### Excerpt provided
***

Skip to content

Kubernetes Integration

Infrastruction Integration

Instructions

Follow the installation guide below for your given collector environment.

During installation, use the configuration section below as reference.

After installation, the infrastructure datasources in the table below will be available in the AOC.

Installation Guide

Installing this integration consists of creating a yaml file in the filesystem of your collectors. Click below for instructions on how to do so for your given collectors environment.

Docker

Kubernetes

Mesos-Marathon

Debian

Ubuntu

RHEL/CentOS

SUSE

Configuration

  1. Ensure that the variable KUBERNETES=yes is in the environment of your collectors. For instance, if you are deploying the collectors as a docker container, you should pass the parameter -e KUBERNETES=yes to your docker run command.

  2. Edit kubernetes.yaml to configure the agent. Please refer kubernetes.yaml for all available configuration options.

***

(Rows from a pointing dataset)
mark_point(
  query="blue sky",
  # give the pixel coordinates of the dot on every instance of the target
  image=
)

***

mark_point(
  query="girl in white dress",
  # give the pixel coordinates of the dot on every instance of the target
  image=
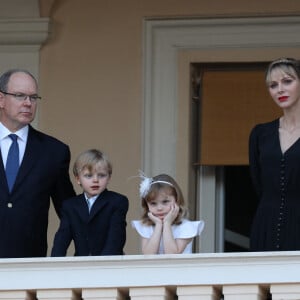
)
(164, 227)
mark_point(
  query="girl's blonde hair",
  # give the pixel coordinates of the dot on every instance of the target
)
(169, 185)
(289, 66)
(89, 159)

***

### Stated exercise 1
According to the Kubernetes integration page, why would someone running the collectors as a docker container add -e KUBERNETES=yes to the docker run command?
### Stated exercise 2
Gather every line of the records that contains the string "query".

### Worked solution 1
The configuration requires the variable KUBERNETES=yes to be present in the collectors' environment. When the collectors run as a docker container, passing -e KUBERNETES=yes to docker run is the page's example of how to put it there.

### Worked solution 2
  query="blue sky",
  query="girl in white dress",
  query="girl's blonde hair",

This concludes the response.